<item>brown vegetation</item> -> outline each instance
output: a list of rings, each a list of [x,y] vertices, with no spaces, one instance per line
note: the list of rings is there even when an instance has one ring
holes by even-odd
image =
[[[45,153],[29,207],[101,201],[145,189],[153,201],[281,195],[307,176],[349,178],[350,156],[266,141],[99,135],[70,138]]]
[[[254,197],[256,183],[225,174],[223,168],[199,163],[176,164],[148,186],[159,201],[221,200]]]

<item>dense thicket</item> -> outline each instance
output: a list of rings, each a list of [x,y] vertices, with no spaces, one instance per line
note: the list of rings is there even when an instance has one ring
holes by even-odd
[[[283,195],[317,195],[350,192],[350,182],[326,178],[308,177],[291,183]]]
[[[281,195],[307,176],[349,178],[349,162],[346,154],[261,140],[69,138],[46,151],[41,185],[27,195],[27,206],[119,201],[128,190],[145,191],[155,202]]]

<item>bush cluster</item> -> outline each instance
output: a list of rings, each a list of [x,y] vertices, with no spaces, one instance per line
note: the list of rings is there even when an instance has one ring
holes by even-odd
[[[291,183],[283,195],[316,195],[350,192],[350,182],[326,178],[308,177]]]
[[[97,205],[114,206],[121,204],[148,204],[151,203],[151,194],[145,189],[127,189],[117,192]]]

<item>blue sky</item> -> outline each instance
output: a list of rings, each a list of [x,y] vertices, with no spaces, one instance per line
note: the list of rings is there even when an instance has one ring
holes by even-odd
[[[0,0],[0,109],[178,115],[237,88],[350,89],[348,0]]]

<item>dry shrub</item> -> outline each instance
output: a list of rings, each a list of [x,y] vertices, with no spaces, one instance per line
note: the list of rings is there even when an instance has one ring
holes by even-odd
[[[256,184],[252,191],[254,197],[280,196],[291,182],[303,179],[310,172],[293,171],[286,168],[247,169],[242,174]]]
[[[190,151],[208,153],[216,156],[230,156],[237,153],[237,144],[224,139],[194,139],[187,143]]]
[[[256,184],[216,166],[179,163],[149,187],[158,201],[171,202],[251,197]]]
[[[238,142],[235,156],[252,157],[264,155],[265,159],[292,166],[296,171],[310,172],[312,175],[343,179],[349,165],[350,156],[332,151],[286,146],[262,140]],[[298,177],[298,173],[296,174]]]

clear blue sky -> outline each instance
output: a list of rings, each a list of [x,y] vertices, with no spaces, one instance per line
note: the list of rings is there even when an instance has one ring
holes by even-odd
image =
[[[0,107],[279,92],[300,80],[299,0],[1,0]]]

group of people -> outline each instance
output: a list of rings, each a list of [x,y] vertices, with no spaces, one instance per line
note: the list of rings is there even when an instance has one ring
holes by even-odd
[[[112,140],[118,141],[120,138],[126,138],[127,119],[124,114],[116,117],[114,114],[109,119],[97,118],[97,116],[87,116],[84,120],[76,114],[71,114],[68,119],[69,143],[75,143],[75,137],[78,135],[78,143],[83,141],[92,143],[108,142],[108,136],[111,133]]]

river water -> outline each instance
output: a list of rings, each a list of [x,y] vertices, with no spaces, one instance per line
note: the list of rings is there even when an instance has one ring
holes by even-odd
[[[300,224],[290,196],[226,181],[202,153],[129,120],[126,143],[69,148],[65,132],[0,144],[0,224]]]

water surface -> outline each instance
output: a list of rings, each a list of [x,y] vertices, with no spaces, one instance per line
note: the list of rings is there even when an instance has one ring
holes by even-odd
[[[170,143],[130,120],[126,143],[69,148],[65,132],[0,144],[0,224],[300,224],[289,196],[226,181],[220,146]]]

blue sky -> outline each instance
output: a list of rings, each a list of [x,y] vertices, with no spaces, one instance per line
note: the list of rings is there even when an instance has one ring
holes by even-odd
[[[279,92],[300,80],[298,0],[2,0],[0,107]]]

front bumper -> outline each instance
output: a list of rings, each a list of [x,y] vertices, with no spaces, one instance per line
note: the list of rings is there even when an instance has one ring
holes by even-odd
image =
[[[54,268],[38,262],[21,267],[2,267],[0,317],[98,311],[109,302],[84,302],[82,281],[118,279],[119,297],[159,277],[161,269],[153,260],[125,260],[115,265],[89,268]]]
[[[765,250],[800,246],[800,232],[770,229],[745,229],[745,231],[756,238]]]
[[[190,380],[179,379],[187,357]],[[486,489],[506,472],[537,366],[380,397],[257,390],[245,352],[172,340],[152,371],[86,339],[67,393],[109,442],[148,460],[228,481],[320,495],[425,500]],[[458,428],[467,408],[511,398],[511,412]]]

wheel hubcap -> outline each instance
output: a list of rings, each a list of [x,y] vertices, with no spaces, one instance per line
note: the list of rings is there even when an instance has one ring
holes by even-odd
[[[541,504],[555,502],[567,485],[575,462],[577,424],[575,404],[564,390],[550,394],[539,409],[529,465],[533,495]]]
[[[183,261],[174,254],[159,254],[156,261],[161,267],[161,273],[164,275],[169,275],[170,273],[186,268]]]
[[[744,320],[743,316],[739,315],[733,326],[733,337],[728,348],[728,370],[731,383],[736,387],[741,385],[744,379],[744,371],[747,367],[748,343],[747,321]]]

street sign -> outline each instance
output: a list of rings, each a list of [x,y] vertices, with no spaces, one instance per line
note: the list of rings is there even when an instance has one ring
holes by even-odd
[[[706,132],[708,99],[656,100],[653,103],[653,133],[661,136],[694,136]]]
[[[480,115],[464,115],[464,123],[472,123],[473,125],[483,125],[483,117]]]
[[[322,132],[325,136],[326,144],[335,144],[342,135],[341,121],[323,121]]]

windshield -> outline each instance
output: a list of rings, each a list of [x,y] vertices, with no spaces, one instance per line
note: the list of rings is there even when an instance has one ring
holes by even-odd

====

* What to work on
Show all of the lines above in which "water" is present.

* Output
river water -> outline each instance
water surface -> outline each instance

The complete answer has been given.